Challenge A: Count the lines in the listing below that contain the string "trace", matching case exactly, and reply with that number only.

Excerpt:
..............................

Soon, US Coast Guard officers and police began scooping up protesters and their boats. Not long before the Coast Guard picked up Seattle City Council member Mike O'Brien from his kayak, he told The Stranger he'd be willing to face arrest. "Why is the law protecting Shell Oil but not the planet?" O'Brien asked.

Twenty-four people were hauled off the water as the rig trailed out of Elliott Bay. By 10:30 a.m., the Lummi canoe was one of the only vessels still trying to keep up with the rig and its tugs. Justin Finkbonner of the Lummi Nation skippered from the canoe's stern. He shouted out over the water about the gray whales that feed in the Arctic and North Pacific before migrating thousands of miles down to Baja, Mexico, in winter. He shouted about bowhead whales, too, and North Slope Inupiat communities' reliance on them. He connected the rig's departure to one of Elliott Bay's longer, complicated memories, the one in which shipping-lane construction cut off Native communities from their ancient fishing grounds and white settlers burned longhouses to the ground. "It breaks my heart to see [the rig] go," he said.

..............................

(Shape boundary entries)

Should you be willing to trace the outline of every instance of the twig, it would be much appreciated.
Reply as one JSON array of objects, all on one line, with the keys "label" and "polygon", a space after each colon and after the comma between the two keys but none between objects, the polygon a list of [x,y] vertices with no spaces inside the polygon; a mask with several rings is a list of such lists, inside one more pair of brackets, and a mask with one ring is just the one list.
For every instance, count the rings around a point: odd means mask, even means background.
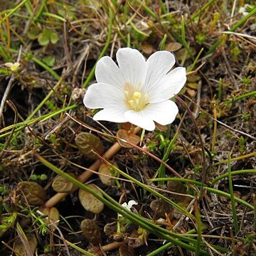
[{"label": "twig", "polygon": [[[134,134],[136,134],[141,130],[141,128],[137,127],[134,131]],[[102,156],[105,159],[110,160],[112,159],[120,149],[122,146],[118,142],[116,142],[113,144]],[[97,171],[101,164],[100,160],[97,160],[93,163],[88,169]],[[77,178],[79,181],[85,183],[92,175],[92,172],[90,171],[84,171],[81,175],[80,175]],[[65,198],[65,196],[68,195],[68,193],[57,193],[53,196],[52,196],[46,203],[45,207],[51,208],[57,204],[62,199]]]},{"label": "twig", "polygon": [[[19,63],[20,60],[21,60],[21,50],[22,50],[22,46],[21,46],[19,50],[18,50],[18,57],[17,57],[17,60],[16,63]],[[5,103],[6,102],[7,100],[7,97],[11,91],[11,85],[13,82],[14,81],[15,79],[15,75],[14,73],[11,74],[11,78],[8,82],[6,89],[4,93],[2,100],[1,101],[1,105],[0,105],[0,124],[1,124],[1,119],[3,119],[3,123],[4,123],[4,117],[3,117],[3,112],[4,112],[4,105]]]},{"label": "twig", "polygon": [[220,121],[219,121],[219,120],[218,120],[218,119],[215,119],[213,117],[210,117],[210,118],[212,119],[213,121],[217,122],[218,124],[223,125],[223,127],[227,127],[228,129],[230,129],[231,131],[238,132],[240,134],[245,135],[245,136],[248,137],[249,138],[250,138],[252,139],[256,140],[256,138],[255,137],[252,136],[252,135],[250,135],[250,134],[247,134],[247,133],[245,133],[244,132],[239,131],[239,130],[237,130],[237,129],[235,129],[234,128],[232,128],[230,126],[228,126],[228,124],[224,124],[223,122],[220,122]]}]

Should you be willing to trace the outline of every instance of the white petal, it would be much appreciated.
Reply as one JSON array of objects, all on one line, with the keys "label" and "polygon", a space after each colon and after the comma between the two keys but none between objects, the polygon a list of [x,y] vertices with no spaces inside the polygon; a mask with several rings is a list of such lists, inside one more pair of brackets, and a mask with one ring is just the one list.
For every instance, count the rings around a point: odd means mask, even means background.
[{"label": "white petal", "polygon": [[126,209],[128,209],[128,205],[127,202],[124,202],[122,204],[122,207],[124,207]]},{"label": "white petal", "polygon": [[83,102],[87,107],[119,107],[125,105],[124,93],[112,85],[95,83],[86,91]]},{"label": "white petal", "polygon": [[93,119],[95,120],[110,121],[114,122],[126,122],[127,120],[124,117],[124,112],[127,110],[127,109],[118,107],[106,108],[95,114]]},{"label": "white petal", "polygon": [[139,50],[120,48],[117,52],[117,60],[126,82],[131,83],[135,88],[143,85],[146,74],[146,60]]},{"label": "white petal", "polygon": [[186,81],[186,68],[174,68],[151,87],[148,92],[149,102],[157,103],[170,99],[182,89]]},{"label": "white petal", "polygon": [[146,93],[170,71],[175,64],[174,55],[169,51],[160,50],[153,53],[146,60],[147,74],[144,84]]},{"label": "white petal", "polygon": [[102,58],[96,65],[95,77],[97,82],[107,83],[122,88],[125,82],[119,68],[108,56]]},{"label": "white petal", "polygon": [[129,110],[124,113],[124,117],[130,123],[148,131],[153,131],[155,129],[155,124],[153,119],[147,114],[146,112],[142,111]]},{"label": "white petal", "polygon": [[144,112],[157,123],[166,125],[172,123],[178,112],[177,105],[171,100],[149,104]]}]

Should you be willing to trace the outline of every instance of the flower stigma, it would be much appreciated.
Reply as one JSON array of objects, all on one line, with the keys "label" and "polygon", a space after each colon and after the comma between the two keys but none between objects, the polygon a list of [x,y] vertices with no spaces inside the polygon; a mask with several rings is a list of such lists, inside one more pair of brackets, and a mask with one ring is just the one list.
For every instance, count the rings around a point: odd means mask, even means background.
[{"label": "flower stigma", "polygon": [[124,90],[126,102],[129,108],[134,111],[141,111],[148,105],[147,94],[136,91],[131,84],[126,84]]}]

..............................

Challenge B: According to the excerpt above, how many people were hauled off the water as the rig trailed out of Elliott Bay?

Full solution A: 3

Full solution B: Twenty-four people.